### [Stated task A]
In the records, could you add 15 to every coordinate in the answer points and give back all the lines from the line with "sock in the photo below." up to and including the line with "Target: black athletic shorts", requests included, and nothing else? Keep the coordinates in the requests' format samples unchanged, and leave the pictures out of your answer.

Yes, there was some fear and mourning for the 9/11 victims, but there was a feeling that America can beat the evil terrorists.

Subject: Re: Political Climate between late 2001 to mid 2003

Written By: ProfS on 02/20/11 at 2:52 pm

I think this was a very dark time. In general I think the US was just in such a funk. 2002 especially just seemed like such a bleak year.

Subject: Re: Political Climate between late 2001 to mid 2003

Written By: bchris02 on 02/20/11 at 9:23 pm


I think this was a very dark time. In general I think the US was just in such a funk. 2002 especially just seemed like such a bleak year.


Really?  It seems like the late '00s were much darker.  2008 and 2009 were the bleakest years in my memory.  The entire country was in fear/panic mode in the fall of 2008 (reminded me of the months after 9/11 minus the patriotism).  In late 2008, a lot of people were questioning whether this nation would even continue to exist, or if civil unrest and anarchy would break out.  2001-03, with all their problems, were golden compared to 2008-10.

Subject: Re: Political Climate between late 2001 to mid 2003

Written By: Samwise on 02/21/11 at 9:41 am

I remember that being a terrifying time. There was the fear of terrorists, of course. But for non-conservatives, there was also fear of our fellow countrymen who were suddenly being whipped up into this nationalistic fervor. You're all referring to it as "patriotism," but I think an essential part of patriotism is loving your country enough to correct its leaders when they're doing the wrong thing. The post-9/11 climate was not patriotism. It was nationalism. Blind, unthinking nationalism backed by fear and a venomous rage.

### [Stated task B]
Return the part of the forum thread on the political climate from "Written By: ProfS" up to and including "compared to 2008-10.", copied word for word.

### [Source records]
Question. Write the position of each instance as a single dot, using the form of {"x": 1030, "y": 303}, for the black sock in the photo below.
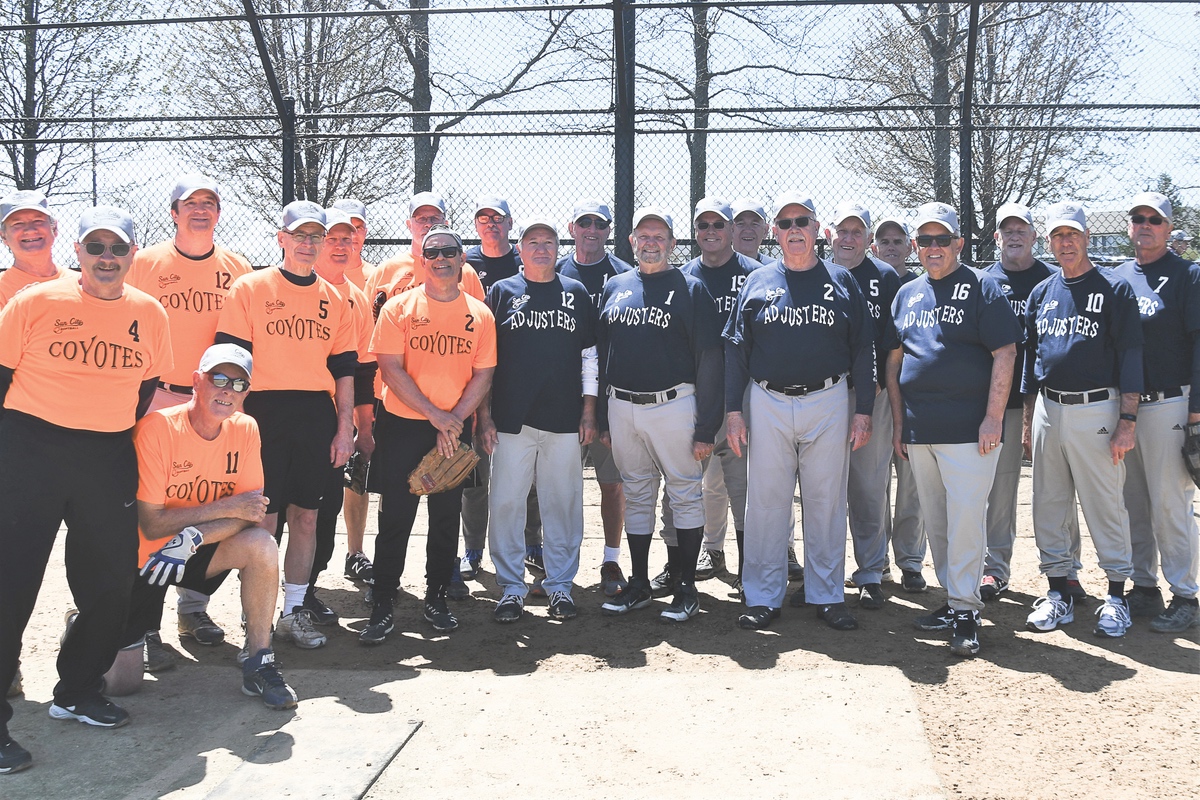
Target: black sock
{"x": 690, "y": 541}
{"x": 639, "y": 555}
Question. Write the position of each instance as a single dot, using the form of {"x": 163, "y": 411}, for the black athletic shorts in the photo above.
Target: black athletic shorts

...

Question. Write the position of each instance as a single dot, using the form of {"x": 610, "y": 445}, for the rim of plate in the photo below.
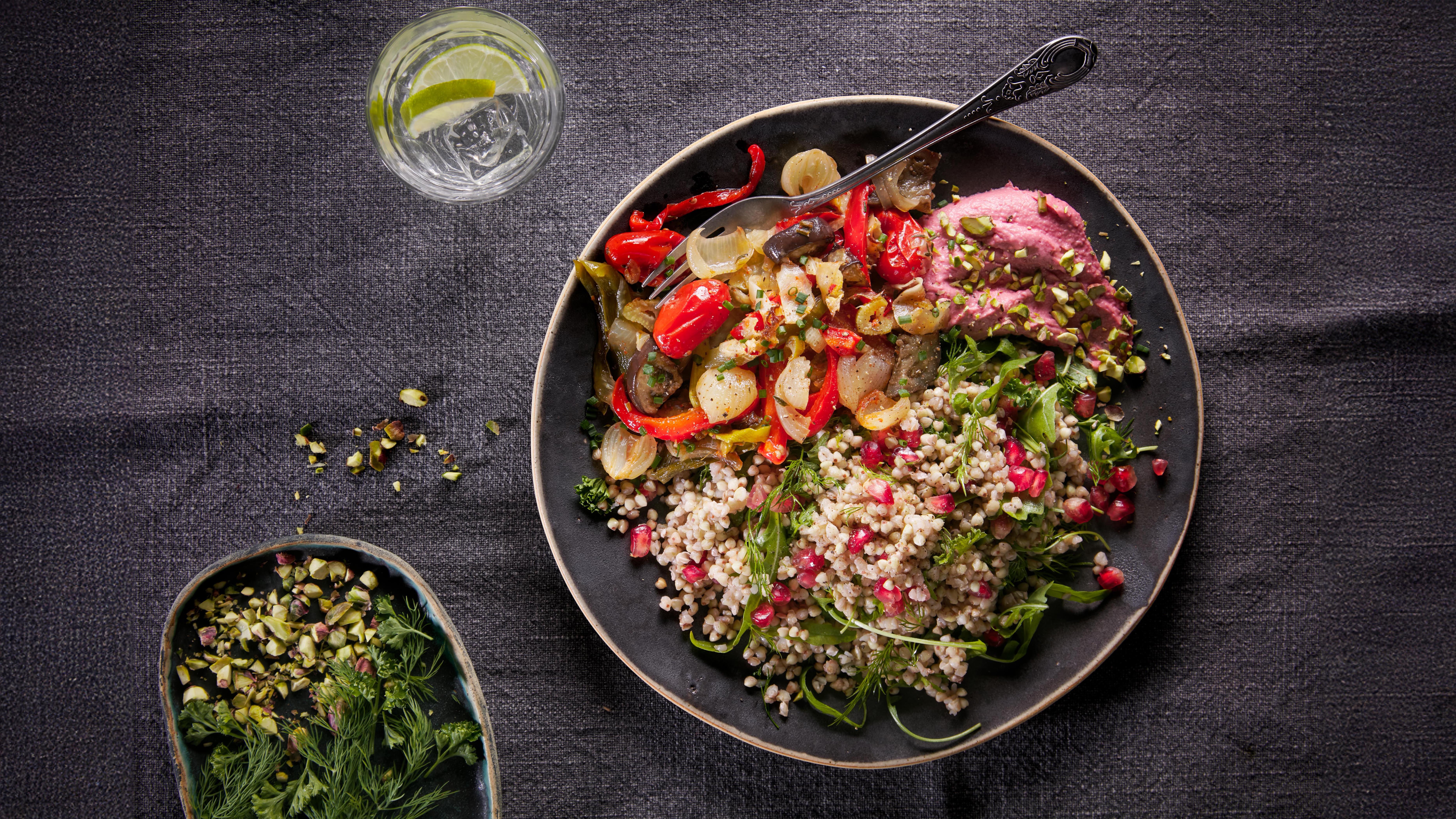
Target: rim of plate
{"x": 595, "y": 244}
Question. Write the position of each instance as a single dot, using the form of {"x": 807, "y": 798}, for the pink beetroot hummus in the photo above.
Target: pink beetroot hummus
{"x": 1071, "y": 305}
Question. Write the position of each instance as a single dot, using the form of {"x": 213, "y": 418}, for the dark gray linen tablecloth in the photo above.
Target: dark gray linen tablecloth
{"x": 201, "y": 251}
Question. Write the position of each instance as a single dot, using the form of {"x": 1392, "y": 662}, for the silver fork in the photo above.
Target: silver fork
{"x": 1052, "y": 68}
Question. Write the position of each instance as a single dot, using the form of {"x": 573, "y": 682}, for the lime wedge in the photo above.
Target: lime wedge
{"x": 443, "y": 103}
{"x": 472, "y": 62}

### [Exercise answer A]
Question. Write the position of each instance as a single dot, using the form of {"x": 1030, "y": 303}, for the black sock in the photo below.
Target: black sock
{"x": 705, "y": 556}
{"x": 654, "y": 570}
Question. Write the position of each instance as a single dot, using the form of {"x": 163, "y": 411}, for the black athletic shorts in the photo above.
Target: black athletic shorts

### [Exercise answer B]
Written By: ProfS on 02/20/11 at 2:52 pm

I think this was a very dark time. In general I think the US was just in such a funk. 2002 especially just seemed like such a bleak year.

Subject: Re: Political Climate between late 2001 to mid 2003

Written By: bchris02 on 02/20/11 at 9:23 pm


I think this was a very dark time. In general I think the US was just in such a funk. 2002 especially just seemed like such a bleak year.


Really?  It seems like the late '00s were much darker.  2008 and 2009 were the bleakest years in my memory.  The entire country was in fear/panic mode in the fall of 2008 (reminded me of the months after 9/11 minus the patriotism).  In late 2008, a lot of people were questioning whether this nation would even continue to exist, or if civil unrest and anarchy would break out.  2001-03, with all their problems, were golden compared to 2008-10.